# What the task asks:
Type out the records that follow, exactly as given.

Location annotation dataset excerpts

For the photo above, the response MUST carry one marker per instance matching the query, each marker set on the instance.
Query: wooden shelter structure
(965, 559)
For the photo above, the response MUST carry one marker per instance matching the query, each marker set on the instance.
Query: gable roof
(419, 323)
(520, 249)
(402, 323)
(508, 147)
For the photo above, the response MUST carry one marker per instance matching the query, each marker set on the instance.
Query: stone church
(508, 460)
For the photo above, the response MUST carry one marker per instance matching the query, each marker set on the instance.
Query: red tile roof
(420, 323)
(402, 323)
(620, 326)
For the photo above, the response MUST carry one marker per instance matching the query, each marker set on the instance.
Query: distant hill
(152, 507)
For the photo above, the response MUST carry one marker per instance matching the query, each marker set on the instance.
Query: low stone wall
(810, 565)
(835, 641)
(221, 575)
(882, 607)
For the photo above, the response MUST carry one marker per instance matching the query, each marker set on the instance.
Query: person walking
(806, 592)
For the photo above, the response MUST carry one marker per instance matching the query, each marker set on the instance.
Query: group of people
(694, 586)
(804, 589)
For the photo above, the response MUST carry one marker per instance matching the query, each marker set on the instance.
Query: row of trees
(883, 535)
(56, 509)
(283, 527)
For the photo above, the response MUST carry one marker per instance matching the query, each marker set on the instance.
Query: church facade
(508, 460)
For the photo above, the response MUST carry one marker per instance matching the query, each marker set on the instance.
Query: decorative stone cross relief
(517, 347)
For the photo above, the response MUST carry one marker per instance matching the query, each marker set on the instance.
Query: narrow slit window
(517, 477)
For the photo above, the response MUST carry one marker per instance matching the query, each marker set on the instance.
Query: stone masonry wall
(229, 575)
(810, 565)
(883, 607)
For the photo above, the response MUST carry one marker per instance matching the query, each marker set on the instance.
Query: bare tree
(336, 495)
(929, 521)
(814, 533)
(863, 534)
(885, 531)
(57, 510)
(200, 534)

# Answer to the exercise:
For the photo above, the response MUST carry one marker per instance matching the query, each marker set on the instance.
Query: wooden shelter structure
(965, 559)
For the photo above, the response MUST carry one marker per instance matching the query, each marker set on the instance.
Query: gable roof
(419, 323)
(520, 249)
(402, 323)
(508, 147)
For the photo above, the response MUST carry one marker per instance matching the query, each marker set on the instance.
Query: stone church
(508, 460)
For the photo above, the response MUST carry one marker per instance matching the query, each marker set on the instance.
Query: red tile roof
(420, 323)
(402, 323)
(620, 326)
For the photo above, the response MUST carry one marker per instance matching the query, each marker set on the instance.
Query: distant hill
(152, 507)
For the photo above, the response MUST carry one marker per instance matching the query, each marker set on the instance.
Query: low stone wall
(810, 565)
(835, 641)
(221, 575)
(882, 607)
For the photo above, the response MUST carry one marker per instance matching the query, each marker set on the instance.
Query: person walking
(806, 592)
For the photo above, the response MUST carry one marker per instance matching the query, each marker set on the instance.
Query: group of people
(694, 586)
(804, 589)
For the photo above, the response MUST carry one marker per instance matching the query, each marker set on the instance.
Query: row of trees
(883, 535)
(56, 509)
(283, 527)
For the photo above, the response MUST carry one marker per instance matching the query, each marker set on the instance.
Query: church facade
(508, 460)
For the photo above, the response MUST carry one marker per instance matching the query, each marker set on the instance.
Query: decorative stone cross relief
(517, 347)
For the photo above, the response MUST carry one marker per instance matching the query, each marker set on the instance.
Query: narrow slit window
(517, 477)
For the photo above, the response MUST carry one marker per instance matching the query, each marker set on the instance.
Query: stone masonry wall
(229, 575)
(810, 565)
(883, 607)
For the photo above, the response MUST carry one marker per instance matching the query, each marker set on the instance.
Query: bare tree
(336, 495)
(929, 521)
(814, 533)
(863, 534)
(885, 531)
(57, 510)
(200, 534)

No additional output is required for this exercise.